======== SOURCE MATERIAL

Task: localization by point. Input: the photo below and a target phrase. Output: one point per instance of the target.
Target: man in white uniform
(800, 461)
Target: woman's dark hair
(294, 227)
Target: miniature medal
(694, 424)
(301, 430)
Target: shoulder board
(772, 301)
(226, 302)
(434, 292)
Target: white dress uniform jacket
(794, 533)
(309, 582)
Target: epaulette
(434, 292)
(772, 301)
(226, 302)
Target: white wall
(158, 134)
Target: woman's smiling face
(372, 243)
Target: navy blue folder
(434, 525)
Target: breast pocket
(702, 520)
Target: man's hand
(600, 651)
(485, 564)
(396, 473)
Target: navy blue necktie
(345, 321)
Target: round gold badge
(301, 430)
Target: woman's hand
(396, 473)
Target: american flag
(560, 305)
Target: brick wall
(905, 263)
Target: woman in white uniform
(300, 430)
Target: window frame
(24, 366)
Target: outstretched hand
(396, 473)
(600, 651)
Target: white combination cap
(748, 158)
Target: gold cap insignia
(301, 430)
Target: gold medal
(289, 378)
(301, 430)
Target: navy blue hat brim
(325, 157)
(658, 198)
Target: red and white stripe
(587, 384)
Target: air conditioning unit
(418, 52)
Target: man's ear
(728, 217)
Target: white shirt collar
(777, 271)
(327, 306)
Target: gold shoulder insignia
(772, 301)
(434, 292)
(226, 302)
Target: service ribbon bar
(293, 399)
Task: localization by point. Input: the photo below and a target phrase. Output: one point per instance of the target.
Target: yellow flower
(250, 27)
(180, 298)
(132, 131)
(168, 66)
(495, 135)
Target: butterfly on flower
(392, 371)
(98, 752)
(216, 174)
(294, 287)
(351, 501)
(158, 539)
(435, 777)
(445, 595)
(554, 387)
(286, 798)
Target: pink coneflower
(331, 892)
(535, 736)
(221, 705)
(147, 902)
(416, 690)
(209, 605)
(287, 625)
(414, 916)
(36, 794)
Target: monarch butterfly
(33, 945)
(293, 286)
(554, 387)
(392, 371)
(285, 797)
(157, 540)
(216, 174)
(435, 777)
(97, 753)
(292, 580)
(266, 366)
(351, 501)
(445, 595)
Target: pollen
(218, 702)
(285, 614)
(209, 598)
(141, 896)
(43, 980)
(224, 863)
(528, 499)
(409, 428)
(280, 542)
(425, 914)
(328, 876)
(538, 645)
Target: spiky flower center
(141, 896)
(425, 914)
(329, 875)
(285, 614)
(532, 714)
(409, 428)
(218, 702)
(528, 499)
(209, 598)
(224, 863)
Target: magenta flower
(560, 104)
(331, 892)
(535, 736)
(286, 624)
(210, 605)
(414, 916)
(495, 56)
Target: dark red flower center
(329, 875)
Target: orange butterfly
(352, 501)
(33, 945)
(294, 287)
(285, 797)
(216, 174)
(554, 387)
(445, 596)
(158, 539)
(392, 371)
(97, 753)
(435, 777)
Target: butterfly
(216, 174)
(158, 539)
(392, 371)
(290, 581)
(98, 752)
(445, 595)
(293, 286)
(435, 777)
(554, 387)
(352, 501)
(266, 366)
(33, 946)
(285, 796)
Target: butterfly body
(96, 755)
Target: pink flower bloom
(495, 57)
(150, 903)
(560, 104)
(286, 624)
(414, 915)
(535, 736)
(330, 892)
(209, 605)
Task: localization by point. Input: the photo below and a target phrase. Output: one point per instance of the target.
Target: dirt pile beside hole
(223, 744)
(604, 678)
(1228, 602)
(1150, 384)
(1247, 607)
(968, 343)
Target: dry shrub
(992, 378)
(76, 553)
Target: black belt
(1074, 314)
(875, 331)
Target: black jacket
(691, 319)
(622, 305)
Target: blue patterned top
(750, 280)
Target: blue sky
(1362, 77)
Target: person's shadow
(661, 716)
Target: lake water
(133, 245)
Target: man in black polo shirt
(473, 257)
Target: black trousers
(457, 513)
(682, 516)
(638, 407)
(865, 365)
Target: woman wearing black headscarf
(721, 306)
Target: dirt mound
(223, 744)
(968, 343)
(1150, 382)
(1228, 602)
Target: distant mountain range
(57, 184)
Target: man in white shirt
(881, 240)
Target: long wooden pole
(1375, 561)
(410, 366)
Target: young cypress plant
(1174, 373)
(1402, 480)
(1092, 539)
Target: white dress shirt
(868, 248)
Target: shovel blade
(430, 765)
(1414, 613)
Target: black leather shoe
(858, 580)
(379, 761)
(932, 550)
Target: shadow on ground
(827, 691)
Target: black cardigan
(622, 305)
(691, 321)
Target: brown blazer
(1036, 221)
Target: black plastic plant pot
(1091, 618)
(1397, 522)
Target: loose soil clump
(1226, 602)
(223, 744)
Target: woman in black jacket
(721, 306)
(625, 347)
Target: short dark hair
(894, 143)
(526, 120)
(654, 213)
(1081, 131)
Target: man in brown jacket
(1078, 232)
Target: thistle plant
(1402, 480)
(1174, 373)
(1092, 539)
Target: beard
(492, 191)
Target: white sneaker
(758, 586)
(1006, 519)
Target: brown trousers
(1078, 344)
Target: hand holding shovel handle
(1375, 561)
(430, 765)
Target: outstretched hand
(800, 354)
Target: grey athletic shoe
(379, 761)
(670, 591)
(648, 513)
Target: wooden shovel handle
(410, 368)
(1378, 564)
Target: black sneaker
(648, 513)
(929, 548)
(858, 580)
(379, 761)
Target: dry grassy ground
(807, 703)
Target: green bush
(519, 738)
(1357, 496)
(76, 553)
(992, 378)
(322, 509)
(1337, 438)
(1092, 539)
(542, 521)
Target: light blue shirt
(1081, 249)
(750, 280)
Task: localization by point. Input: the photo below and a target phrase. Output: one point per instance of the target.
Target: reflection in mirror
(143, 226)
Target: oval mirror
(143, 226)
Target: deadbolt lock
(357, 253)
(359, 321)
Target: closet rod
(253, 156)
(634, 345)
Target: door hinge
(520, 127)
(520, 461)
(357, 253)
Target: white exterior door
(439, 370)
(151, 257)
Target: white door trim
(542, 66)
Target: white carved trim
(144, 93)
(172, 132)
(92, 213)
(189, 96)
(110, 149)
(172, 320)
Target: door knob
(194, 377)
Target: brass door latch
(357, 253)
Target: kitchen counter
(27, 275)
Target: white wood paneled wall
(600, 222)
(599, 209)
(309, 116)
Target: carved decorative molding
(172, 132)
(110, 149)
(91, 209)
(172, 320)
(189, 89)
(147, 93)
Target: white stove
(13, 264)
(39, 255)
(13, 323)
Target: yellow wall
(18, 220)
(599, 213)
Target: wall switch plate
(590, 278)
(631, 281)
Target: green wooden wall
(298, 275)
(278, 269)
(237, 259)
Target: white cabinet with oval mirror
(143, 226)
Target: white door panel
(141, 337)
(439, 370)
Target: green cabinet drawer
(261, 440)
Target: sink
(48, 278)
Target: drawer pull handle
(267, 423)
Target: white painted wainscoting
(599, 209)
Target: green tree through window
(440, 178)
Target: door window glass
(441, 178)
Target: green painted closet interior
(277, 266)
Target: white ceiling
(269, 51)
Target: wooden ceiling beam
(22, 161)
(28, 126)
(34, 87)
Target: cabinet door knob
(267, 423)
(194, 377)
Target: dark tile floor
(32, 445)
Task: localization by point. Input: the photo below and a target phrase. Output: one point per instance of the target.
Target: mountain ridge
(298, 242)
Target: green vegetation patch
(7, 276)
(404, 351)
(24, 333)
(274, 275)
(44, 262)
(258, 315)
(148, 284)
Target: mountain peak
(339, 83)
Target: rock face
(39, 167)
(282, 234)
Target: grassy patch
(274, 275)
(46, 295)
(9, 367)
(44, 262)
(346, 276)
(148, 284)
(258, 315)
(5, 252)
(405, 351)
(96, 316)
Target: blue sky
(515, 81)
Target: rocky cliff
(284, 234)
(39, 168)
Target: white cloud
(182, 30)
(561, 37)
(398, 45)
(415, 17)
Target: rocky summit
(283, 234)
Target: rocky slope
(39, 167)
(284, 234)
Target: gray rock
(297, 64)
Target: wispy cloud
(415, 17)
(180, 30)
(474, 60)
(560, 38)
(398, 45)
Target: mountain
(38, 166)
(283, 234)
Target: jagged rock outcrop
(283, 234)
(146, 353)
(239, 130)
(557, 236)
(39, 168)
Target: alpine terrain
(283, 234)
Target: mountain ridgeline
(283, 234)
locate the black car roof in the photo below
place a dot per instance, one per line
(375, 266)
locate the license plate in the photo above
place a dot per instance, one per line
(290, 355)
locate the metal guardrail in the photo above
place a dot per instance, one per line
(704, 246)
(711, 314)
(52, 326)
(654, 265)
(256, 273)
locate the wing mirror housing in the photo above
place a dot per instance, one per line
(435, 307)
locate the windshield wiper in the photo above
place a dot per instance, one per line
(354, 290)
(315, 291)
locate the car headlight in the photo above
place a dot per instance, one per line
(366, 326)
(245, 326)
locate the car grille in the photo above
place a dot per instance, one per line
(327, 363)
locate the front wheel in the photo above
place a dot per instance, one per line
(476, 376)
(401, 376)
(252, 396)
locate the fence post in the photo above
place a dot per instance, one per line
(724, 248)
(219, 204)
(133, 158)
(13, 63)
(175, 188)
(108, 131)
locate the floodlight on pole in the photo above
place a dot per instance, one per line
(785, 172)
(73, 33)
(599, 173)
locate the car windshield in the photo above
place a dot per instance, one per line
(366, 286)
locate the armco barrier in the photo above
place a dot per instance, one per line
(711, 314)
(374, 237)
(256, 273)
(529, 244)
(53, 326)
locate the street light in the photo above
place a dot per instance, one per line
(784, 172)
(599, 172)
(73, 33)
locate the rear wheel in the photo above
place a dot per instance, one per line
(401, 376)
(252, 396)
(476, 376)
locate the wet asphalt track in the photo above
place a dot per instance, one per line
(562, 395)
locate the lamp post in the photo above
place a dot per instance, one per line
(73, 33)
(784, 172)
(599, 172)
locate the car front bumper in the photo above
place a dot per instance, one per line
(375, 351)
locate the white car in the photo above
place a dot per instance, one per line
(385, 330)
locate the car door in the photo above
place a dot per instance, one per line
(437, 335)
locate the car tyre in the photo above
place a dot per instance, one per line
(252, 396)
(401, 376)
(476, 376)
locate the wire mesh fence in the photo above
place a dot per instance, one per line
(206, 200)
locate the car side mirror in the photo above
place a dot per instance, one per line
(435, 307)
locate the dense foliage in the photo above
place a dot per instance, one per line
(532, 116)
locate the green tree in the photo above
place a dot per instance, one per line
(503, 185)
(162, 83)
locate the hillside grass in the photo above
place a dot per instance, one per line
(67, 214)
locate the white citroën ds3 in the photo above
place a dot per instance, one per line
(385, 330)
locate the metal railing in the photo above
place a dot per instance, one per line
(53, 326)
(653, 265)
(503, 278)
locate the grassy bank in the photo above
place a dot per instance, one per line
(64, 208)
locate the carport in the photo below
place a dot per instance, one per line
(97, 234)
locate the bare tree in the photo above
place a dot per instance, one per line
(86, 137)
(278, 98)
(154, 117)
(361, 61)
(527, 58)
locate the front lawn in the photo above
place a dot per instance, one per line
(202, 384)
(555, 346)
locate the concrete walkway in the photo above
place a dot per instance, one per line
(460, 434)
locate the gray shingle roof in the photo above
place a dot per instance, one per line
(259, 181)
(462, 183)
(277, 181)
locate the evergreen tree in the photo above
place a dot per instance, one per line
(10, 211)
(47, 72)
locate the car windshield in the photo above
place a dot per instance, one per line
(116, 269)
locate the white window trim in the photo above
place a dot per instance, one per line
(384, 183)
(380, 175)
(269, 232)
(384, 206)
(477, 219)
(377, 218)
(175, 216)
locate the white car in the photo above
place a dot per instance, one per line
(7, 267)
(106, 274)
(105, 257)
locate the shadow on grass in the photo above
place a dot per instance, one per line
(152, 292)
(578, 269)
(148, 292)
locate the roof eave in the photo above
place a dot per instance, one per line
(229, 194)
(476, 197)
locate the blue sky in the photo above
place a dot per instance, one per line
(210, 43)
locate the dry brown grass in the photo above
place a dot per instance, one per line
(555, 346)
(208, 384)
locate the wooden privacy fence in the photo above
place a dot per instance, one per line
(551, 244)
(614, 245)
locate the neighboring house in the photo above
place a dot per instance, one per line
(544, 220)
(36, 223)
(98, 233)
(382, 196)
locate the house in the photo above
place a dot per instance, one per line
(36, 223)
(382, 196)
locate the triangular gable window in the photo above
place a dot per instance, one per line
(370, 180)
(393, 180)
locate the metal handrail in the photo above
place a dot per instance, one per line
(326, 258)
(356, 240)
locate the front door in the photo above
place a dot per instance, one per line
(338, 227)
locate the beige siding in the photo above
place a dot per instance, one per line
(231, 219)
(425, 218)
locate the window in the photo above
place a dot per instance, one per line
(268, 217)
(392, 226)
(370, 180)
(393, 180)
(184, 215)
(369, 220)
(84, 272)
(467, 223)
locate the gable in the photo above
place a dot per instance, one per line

================

Locate the line that contains "locate the triangular". Repeat it and every line after it, up to and including the final line, exactly.

locate the triangular gable window in the photo above
place a dot per instance, one per line
(370, 180)
(393, 180)
locate the metal handrail in the photo above
place a dot per instance, one per line
(326, 258)
(356, 240)
locate the front door in the photo above
place a dot per instance, one per line
(338, 227)
locate the beige siding in the photo above
place a dot per instance, one per line
(231, 219)
(425, 218)
locate the window in the photo above
place a dot per instance, one per line
(268, 217)
(392, 226)
(370, 180)
(393, 180)
(184, 215)
(369, 220)
(84, 272)
(467, 223)
locate the gable in the photo above
place a dot per instance, one per line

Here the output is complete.